In the entries below, find every line holding the string "rack" and collect it.
=== Section Start ===
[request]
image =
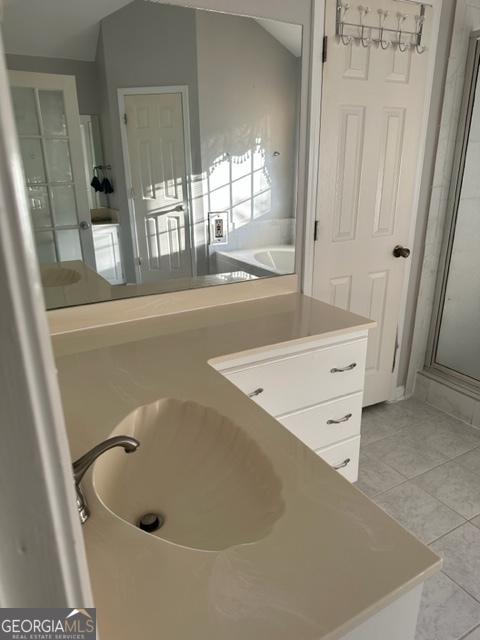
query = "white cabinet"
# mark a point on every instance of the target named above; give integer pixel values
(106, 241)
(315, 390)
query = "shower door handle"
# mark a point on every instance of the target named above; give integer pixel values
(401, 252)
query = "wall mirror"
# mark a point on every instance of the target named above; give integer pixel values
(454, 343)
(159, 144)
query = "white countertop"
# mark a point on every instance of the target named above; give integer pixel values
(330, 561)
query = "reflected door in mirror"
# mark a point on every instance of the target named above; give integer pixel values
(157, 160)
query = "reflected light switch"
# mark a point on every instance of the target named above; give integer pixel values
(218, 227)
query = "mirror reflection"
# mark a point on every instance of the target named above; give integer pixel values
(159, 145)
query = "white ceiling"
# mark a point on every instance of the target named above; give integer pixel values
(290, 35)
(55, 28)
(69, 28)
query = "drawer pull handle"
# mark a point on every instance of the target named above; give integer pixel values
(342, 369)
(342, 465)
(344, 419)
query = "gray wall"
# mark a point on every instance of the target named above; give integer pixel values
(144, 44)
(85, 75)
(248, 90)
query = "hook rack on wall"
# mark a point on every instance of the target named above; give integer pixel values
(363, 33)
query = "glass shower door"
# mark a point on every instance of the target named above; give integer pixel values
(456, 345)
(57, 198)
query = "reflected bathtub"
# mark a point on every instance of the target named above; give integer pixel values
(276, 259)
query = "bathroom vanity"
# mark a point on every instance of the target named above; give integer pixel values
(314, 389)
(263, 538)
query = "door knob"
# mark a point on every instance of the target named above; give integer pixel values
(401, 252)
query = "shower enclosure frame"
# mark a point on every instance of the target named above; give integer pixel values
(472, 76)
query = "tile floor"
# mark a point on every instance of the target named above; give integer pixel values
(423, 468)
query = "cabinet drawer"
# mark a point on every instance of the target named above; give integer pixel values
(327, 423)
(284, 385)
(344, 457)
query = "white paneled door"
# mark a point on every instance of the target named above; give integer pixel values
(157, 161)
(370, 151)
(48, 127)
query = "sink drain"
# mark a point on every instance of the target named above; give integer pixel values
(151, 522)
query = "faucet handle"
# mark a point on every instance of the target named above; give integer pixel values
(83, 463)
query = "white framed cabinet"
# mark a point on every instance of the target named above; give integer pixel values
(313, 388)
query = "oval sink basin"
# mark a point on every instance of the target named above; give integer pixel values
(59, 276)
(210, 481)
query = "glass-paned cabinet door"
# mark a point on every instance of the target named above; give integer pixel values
=== Section End ===
=== Section Start ===
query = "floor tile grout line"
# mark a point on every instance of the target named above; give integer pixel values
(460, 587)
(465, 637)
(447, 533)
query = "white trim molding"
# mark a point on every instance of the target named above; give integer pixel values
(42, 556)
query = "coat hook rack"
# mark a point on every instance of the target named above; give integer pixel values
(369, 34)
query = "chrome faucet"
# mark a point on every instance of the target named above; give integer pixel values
=== Section End ===
_Result for this task_
query = "hook rack on wall"
query = "coat hook rack"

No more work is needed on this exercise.